> Trecho selecionado
************

Tenho certeza que não falo apenas por mim quando digo que a temporada de verão de 2019 de animes está repleta de Hype. Seja pela ação histórica de Vinland Saga, a comédia romântica de Araburu Kisetsu no Otome-domo Yo., a narrativa policial de Cop Craft, pelo humor despretensioso de Joshikousei no Mudazudai, ou mesmo pela chegada do final da 5ª parte de JoJo, há certamente alguma estreia (ou encerramento, no caso de JoJo) com qual você, seu grupo de amigos, ou as diversas comunidades de anime estão animadas no começo da temporada atual.

E não é atoa, afinal, mesmo tendo esticado um pouco a introdução para citar uma quantidade maior de séries, não cheguei nem ao menos perto de listar tudo aquilo que, por bem ou por mal, chamou atenção da comunidade nessas primeiras semanas de Julho.

E são nesses momentos, em que muita coisa parece empolgar e chamar discussões calorosas, que surgem termos como o próprio hype, overrated e underrated para descrever, criticar e até mesmo elogiar um anime em relação a sua recepção por parte do público telespectador.

Mas o que significa exatamente hype? De onde ele surge? E como pode afetar nossa percepção sobre aquilo que assistimos?

Para começar “hype” é um termo que surgiu no meio publicitário, como uma forma a se referir àquilo que tem dado o que falar, ou seja, o assunto que as pessoas tem discutido e comentado ultimamente. Em outras palavras, o hype é o próprio objetivo da publicidade, afinal, o ponto mais alto de uma propaganda é quando todo mundo está falando nela, ou, ainda, nos termos de hoje, quando ela viraliza, vira combustível para memes ou se torna um bordão popular na fala cotidiana.

Exemplo disso seria a propaganda intitulada Pôneis Malditos da Nissan que espalhou como uma praga na internet em 2012, ou o próprio “pergunta lá no posto Ipiranga” que nasceu em 2011 e ainda é utilizado pela equipe de Marketing como uma espécie de segundo slogan da empresa.

É claro, o termo ainda é utilizando em um sentido bastante próximo da ideia original. Afinal, quando dizemos que dado anime é o, ou um dos, hype da temporada, queremos dizer que ele é o mais comentado, o que tem gerado mais discussão, etc, seja pela qualidade de sua adaptação ou de suas waifus.

************

> Dados para revisão
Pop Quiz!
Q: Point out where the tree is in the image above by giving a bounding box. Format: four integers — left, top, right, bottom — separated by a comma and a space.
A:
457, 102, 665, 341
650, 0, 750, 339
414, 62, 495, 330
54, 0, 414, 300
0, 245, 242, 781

************

> Instruções da tarefa
Liste todos os animes da temporada de verão de 2019 citados no primeiro parágrafo do trecho selecionado.

> Solução da tarefa
- Vinland Saga
- Araburu Kisetsu no Otome-domo Yo.
- Cop Craft
- Joshikousei no Mudazudai
- JoJo (final da 5ª parte)